Source extract:

__________

Dime Web

The DIME-Web instrument is a team of one to three engineers which supports Social Science research projects in the development and use of digital methods to exploit the web as a survey medium. In particular, it is used to collect, enhance, clean up, visualise and analyse data from digital traces accessible online.

Objectives

The purpose of DIME-Web was to equip the Social Science world to exploit digital traces left on the web. The instrument was addressing different research populations with different types of approaches and timeframes: advice in the choice and use of digital methods, identification of sources available on the web, end-to-end development of reusable, free and open source generic tools, pedagogical or academic training, methodological support, one-off support in an afternoon workshop, support throughout a multi-year research project.

__________

Task to complete: Write out the DIME-Web text in full, word for word. The data that comes next has no connection to the DIME-Web text.

(Point localization data)
__________

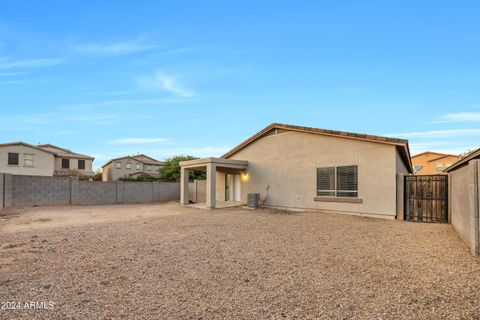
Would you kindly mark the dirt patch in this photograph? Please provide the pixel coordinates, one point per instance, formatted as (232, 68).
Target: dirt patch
(25, 219)
(171, 262)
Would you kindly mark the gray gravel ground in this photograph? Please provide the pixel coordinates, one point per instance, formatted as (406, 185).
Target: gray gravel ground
(241, 264)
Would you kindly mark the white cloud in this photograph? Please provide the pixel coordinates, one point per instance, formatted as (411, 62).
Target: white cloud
(460, 117)
(7, 63)
(166, 82)
(137, 140)
(115, 48)
(25, 122)
(106, 103)
(438, 133)
(11, 74)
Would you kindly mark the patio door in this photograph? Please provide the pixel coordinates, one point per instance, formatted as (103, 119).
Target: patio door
(232, 187)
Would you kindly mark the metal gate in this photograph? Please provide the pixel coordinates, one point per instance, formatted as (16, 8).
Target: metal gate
(426, 198)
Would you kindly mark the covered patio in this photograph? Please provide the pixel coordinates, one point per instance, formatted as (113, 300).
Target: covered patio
(211, 166)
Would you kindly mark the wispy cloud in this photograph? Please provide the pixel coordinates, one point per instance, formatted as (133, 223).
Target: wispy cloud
(115, 48)
(460, 117)
(11, 74)
(166, 82)
(106, 103)
(8, 63)
(137, 140)
(439, 133)
(25, 122)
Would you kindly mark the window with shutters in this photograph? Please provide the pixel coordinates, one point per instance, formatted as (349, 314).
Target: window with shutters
(28, 160)
(13, 159)
(339, 181)
(65, 163)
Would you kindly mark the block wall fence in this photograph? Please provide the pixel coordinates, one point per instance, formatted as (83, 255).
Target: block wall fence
(27, 191)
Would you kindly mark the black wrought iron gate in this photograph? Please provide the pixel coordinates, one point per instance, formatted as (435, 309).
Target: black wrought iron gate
(426, 198)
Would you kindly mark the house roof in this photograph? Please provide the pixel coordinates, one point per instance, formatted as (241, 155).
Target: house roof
(444, 156)
(429, 152)
(146, 159)
(139, 157)
(440, 155)
(401, 144)
(16, 143)
(63, 153)
(473, 155)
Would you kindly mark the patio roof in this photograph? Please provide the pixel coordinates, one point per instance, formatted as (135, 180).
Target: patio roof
(218, 162)
(211, 166)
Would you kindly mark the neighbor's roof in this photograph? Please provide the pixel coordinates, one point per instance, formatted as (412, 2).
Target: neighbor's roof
(464, 160)
(440, 155)
(444, 156)
(402, 144)
(17, 143)
(62, 152)
(139, 157)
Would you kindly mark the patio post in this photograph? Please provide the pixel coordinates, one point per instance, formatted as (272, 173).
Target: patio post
(211, 185)
(184, 186)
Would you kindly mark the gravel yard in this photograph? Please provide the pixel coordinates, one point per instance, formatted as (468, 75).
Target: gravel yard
(165, 261)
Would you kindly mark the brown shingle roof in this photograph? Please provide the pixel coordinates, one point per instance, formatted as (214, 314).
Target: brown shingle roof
(464, 160)
(140, 158)
(401, 143)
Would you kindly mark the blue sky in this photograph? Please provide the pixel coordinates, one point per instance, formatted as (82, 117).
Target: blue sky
(198, 77)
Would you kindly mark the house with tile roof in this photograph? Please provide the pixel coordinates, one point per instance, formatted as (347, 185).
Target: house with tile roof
(303, 168)
(428, 162)
(130, 167)
(44, 160)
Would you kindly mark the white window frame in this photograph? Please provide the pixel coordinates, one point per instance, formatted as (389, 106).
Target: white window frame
(25, 159)
(335, 191)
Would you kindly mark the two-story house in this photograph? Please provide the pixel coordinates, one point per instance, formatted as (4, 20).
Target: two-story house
(43, 160)
(68, 162)
(130, 166)
(433, 162)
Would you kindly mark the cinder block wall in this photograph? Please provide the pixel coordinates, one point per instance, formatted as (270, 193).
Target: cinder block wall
(464, 198)
(22, 191)
(39, 191)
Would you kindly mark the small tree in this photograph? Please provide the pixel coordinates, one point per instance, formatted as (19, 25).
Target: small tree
(171, 169)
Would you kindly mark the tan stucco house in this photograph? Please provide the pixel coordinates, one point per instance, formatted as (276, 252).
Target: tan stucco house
(295, 167)
(130, 166)
(43, 160)
(429, 162)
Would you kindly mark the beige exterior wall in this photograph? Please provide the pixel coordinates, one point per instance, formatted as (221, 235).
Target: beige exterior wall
(114, 173)
(73, 164)
(43, 162)
(401, 172)
(107, 172)
(286, 164)
(464, 198)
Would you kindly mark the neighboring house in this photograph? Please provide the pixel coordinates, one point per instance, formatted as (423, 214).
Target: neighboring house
(43, 160)
(130, 166)
(432, 162)
(308, 168)
(464, 199)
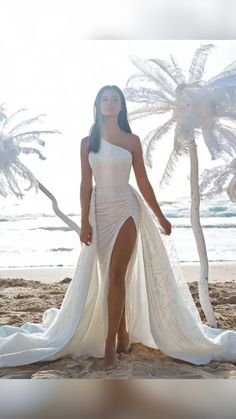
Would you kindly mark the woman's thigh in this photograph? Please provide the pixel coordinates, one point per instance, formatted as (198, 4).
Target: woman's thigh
(122, 249)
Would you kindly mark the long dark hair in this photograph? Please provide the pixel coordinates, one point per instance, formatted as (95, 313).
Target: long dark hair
(95, 131)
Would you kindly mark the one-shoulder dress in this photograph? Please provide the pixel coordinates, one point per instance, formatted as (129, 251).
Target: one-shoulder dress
(160, 310)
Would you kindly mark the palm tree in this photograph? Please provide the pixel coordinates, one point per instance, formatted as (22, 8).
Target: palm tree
(216, 180)
(193, 107)
(13, 142)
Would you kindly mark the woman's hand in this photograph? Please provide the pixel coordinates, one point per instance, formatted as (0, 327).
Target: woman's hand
(86, 233)
(165, 224)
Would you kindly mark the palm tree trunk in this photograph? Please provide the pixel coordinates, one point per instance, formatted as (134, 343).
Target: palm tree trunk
(199, 237)
(58, 212)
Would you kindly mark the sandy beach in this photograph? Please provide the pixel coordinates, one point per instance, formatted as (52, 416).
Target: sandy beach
(26, 293)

__________

Result of this exercise:
Dime Web

The DIME-Web instrument is a team of one to three engineers which supports Social Science research projects in the development and use of digital methods to exploit the web as a survey medium. In particular, it is used to collect, enhance, clean up, visualise and analyse data from digital traces accessible online.

Objectives

The purpose of DIME-Web was to equip the Social Science world to exploit digital traces left on the web. The instrument was addressing different research populations with different types of approaches and timeframes: advice in the choice and use of digital methods, identification of sources available on the web, end-to-end development of reusable, free and open source generic tools, pedagogical or academic training, methodological support, one-off support in an afternoon workshop, support throughout a multi-year research project.